■ **Short problem 1**:
In the listing below, arrange the stretch from the line containing "Target: dark parked car" through the line containing "x=691, y=167" as a JSON list of strings, one string per line, with blank lines omitted.

■ **Document segment**:
* * * *

Lolth and the drow are further detailed in both Drow of the Underdark (2007),[17] and the adventure Expedition to the Demonweb Pits (2007).[18]
Dragon #359 (September 2007), the final print issue of the magazine, described Lolth as one of the 20 most memorable villains of the Dungeons & Dragons game.[19]
Dungeons & Dragons 4th edition (2008-)
Lolth appears as one of the deities described in the Dungeon Master's Guide for this edition (2008).
Description
Lolth is a demon lord and a goddess worshiped by the drow (some myths propose that she was originally a goddess who was transformed into a demon). She displays formidable power and great cruelty with an affection for arachnids. Goddess of Darkness, Drow, Evil, and Spiders (and assassins and chaos in the Forgotten Realms), Lolth has, through deceit and domination, garnered the ears of the dark elves and eventually established herself as their foremost deity, keeping them under her thumb by creating a society in which only the strong survive and her priestesses are strongest.
Lolth is a Chaotic Evil Intermediate Power. Her symbol is a black spider with the head of a female drow (and in the Forgotten Realms, hanging from a spider web).
Lolth's appearance has remained the same with small changes and modifications throughout the game's three editions. Lolth usually appears in two forms: drow and arachnid. In drow form, the Spider Queen appears as an "exquisitely beautiful" female dark elf, sometimes covered in clinging spiders. In her arachnid form, Lolth takes the appearance of a giant black widow spider with the head of a female drow or human peering from between the eight spider-eyes. Sometimes, the two foremost pair of her spider-legs are actually humanoid arms. In third edition, her arachnid form has taken more of a drider-like appearance, due to the events of the "War of the Spider Queen" novel series.

* * * *

■ **Record set**:

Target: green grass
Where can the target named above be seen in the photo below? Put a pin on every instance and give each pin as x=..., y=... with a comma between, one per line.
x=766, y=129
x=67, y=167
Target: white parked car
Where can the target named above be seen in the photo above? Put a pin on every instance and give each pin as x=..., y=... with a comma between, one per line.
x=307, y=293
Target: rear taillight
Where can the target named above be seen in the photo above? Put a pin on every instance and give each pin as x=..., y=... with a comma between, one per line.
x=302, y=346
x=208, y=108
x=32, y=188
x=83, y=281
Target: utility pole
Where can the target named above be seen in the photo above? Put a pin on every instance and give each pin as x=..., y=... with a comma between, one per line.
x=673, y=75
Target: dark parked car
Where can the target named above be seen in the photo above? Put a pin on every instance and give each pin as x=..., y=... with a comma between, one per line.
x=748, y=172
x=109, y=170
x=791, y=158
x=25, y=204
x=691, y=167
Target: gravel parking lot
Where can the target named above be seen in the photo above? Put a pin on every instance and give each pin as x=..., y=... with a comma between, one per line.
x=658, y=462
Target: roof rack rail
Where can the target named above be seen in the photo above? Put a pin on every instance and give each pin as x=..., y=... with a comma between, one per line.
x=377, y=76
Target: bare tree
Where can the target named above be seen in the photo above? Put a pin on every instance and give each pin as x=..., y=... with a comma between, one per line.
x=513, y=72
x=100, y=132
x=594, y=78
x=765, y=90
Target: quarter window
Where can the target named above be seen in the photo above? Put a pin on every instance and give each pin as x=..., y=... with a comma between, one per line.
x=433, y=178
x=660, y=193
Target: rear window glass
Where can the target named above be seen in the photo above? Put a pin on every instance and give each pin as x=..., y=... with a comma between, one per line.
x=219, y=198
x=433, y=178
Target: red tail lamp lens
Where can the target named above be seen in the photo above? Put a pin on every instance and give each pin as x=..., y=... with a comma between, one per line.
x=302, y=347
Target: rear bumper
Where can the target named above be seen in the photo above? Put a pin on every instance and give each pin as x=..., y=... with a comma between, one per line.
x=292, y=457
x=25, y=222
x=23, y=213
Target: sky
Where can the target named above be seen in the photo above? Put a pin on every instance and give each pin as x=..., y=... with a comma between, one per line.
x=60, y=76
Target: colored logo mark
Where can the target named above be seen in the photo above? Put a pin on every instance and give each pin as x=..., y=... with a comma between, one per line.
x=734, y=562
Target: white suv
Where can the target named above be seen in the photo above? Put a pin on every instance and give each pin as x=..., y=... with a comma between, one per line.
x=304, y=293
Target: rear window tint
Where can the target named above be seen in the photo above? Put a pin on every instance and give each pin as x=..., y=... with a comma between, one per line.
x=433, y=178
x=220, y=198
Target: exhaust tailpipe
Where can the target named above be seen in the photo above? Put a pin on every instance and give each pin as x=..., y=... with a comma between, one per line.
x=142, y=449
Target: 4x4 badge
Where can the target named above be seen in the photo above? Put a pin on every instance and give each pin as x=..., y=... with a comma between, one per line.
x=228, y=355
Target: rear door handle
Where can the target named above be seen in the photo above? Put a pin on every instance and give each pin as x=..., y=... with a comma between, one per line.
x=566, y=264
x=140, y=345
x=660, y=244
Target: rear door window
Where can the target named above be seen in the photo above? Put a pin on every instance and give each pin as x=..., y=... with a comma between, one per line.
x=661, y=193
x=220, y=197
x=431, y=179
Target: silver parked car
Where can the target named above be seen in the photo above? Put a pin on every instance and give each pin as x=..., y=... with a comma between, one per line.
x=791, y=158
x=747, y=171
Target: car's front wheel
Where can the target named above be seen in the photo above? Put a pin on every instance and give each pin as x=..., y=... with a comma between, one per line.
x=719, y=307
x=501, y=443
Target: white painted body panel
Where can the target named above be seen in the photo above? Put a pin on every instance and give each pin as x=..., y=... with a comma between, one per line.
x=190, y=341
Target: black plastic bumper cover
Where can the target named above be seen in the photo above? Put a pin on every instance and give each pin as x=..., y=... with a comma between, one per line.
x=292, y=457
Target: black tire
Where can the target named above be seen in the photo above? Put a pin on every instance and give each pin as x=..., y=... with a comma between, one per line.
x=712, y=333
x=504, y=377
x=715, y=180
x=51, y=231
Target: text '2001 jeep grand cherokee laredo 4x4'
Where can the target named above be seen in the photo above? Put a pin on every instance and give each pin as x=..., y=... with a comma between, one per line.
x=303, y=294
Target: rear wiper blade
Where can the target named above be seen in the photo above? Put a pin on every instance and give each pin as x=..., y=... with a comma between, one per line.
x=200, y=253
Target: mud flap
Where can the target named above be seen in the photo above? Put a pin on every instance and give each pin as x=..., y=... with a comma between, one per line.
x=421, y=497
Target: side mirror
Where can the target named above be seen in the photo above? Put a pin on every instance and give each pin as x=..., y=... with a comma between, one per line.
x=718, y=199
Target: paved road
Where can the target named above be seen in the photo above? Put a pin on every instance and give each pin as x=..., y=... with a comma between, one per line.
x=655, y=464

* * * *

■ **Short problem 2**:
For each statement, state whether it agrees with the passage on Lolth above, answering yes or no and quoting the deciding words: (a) Dragon #359 was the magazine's last print issue. (b) Lolth is described as a Lawful Evil Greater Power. (c) In third edition, Lolth's arachnid form became more drider-like.

■ **Written answer 1**:
[
  "Target: dark parked car",
  "Where can the target named above be seen in the photo above? Put a pin on every instance and give each pin as x=..., y=... with a comma between, one per line.",
  "x=748, y=172",
  "x=109, y=170",
  "x=791, y=158",
  "x=25, y=204",
  "x=691, y=167"
]

■ **Written answer 2**:
(a) Yes: "the final print issue of the magazine"
(b) No: "Lolth is a Chaotic Evil Intermediate Power."
(c) Yes: "In third edition, her arachnid form has taken more of a drider-like appearance"